::: Provided information :::
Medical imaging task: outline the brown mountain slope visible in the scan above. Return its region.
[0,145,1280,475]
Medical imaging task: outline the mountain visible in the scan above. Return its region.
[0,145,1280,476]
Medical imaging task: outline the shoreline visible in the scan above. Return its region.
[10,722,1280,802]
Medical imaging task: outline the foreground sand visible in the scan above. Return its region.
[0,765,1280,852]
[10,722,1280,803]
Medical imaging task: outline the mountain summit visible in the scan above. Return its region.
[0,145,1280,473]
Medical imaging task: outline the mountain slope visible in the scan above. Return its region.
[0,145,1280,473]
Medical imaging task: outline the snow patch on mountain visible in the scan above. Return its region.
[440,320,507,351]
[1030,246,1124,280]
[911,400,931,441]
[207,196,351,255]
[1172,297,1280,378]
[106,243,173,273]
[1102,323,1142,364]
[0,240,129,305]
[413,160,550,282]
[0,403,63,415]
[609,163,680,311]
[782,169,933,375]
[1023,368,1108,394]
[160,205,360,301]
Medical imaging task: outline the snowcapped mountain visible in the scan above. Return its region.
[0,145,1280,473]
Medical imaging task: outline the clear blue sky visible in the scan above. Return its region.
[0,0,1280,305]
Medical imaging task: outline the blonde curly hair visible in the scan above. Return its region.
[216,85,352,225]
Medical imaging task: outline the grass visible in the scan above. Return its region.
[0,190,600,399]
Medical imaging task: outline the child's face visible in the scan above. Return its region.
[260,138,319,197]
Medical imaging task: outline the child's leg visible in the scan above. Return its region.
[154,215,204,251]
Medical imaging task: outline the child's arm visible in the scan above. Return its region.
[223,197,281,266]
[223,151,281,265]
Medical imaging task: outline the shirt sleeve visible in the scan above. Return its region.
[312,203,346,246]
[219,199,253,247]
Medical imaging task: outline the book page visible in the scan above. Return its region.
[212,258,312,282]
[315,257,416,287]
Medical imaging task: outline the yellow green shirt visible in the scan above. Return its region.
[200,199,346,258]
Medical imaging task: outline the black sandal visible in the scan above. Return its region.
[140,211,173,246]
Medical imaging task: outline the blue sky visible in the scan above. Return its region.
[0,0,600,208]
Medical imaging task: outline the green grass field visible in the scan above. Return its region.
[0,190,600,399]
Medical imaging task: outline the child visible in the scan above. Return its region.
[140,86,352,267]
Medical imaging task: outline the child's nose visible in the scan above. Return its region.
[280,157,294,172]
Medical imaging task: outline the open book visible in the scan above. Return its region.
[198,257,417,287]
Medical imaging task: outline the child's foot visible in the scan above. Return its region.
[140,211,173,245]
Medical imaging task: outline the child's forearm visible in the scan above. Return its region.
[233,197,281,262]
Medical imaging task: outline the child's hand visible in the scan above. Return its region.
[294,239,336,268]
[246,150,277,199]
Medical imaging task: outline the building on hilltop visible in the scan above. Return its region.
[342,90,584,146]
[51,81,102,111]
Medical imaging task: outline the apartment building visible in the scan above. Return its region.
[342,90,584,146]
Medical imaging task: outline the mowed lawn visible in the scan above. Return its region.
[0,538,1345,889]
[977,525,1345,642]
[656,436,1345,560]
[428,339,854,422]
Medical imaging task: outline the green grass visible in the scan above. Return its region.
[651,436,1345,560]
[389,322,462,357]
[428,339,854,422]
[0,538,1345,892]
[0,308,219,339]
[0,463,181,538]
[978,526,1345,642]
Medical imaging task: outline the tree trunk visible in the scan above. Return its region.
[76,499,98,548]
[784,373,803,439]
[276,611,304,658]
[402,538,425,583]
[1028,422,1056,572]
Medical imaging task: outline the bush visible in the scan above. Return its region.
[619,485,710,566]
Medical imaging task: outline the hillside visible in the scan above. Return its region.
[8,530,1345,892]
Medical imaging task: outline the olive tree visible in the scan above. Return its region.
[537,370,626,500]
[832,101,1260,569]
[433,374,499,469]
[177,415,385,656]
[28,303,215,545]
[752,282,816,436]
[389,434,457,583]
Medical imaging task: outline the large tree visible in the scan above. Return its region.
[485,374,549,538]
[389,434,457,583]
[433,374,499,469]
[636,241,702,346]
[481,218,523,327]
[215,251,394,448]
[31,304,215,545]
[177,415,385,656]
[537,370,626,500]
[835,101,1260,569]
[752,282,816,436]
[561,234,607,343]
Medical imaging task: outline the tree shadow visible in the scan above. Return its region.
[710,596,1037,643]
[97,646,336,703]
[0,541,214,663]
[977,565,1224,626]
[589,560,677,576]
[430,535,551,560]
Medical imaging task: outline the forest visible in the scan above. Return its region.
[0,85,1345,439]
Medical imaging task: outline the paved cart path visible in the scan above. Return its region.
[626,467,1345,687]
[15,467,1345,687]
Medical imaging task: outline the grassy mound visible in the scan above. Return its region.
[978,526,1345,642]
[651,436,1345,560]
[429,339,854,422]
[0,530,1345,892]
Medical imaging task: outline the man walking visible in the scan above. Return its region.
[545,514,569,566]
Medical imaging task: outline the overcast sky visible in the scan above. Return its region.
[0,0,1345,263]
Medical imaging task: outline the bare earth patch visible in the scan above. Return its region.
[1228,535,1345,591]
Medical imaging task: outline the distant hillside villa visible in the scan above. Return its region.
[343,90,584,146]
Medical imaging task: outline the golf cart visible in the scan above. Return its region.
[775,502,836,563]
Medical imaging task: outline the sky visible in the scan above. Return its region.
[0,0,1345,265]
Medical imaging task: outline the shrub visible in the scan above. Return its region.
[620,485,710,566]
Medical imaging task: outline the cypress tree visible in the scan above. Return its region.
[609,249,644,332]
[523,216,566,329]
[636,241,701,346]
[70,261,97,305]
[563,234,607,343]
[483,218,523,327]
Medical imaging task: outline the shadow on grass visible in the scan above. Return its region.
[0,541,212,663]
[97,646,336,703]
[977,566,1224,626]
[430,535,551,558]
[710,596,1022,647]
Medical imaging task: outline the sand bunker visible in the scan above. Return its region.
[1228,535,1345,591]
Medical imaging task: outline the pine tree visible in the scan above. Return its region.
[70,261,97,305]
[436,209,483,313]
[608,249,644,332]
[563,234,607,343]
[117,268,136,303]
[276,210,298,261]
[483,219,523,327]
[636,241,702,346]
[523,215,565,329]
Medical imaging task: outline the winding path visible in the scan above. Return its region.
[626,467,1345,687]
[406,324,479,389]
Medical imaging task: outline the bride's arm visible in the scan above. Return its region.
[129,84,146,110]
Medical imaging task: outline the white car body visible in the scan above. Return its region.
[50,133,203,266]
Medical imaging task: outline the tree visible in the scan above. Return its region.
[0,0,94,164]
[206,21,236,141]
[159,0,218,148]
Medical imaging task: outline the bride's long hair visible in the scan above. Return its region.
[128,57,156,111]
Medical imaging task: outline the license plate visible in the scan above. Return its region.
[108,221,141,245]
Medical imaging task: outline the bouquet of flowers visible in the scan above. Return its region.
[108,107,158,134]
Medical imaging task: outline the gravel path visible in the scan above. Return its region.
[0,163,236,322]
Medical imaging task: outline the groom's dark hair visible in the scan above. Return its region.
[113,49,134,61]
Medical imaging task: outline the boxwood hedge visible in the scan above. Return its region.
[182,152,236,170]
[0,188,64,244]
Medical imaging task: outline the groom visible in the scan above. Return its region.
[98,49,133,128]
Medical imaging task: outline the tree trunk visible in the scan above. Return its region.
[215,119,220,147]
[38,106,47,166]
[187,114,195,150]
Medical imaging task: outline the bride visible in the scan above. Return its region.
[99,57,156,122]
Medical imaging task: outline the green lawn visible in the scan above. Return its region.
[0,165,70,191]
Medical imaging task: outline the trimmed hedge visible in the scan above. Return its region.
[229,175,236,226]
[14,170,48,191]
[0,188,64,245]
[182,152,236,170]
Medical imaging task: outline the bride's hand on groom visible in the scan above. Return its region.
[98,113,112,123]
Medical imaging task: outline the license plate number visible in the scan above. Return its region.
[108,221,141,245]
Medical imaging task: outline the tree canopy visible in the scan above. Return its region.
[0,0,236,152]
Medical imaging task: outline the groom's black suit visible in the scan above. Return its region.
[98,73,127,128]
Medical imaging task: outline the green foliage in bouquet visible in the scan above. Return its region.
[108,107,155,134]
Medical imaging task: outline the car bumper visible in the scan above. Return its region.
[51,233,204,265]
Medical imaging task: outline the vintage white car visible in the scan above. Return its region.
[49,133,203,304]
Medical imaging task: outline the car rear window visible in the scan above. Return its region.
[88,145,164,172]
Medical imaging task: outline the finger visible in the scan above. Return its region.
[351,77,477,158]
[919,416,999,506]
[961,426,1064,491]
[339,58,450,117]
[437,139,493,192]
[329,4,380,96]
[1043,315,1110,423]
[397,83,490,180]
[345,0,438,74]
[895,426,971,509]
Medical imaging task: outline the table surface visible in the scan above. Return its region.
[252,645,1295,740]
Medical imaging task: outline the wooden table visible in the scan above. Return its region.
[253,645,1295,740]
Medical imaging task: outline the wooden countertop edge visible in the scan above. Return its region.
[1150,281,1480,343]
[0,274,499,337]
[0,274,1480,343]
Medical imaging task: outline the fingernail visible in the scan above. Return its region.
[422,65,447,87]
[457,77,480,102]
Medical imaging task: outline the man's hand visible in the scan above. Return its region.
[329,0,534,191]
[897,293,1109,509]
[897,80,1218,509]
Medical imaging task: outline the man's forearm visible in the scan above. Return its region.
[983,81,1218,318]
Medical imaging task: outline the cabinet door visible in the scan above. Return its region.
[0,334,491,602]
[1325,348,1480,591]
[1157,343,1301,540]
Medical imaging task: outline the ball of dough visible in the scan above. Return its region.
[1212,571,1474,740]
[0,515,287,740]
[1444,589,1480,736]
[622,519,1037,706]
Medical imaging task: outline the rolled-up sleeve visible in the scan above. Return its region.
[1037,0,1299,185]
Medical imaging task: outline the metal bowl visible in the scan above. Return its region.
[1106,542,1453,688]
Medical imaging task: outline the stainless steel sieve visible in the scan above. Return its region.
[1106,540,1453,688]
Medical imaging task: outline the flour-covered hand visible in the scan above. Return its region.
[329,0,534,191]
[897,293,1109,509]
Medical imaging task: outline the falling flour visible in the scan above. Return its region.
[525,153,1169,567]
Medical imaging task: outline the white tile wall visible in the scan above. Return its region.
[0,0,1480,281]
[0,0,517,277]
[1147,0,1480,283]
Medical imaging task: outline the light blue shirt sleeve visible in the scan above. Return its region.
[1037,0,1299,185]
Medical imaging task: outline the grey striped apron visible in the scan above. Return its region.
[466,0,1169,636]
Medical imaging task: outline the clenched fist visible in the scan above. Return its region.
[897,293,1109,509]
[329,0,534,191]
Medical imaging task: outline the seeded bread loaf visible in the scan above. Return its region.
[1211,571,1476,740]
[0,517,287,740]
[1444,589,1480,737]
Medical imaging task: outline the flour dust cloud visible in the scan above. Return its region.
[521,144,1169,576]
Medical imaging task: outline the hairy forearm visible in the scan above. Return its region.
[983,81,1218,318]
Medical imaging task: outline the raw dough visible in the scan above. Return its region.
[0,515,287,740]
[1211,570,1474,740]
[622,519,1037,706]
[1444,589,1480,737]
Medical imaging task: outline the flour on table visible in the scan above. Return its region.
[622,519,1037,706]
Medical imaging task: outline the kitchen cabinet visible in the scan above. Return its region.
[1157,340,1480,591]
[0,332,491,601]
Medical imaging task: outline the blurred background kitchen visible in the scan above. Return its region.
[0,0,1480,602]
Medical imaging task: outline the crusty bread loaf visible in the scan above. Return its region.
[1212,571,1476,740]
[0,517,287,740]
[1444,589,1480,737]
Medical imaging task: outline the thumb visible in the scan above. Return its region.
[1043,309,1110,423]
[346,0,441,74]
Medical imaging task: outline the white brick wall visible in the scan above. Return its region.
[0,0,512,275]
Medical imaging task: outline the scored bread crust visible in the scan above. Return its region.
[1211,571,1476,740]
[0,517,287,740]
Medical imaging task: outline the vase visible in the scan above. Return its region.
:::
Put the lines from the line with "Medical imaging task: outline the white car" up to and including the line with "[128,57,156,111]" into a Markdown table with the columns Row and Line, numbering each row and leaving out blank lines.

| Row | Line |
|---|---|
| 1 | Medical imaging task: outline the white car body visible in the scan above. Return its region. |
| 2 | [50,133,203,266] |
| 3 | Medical imaging task: outline the tree visible in the scan above. Return its region. |
| 4 | [0,0,94,164] |
| 5 | [206,21,236,141] |
| 6 | [159,0,218,148] |
| 7 | Medical imaging task: outline the bride's long hair visible in the scan above. Return its region. |
| 8 | [128,57,156,111] |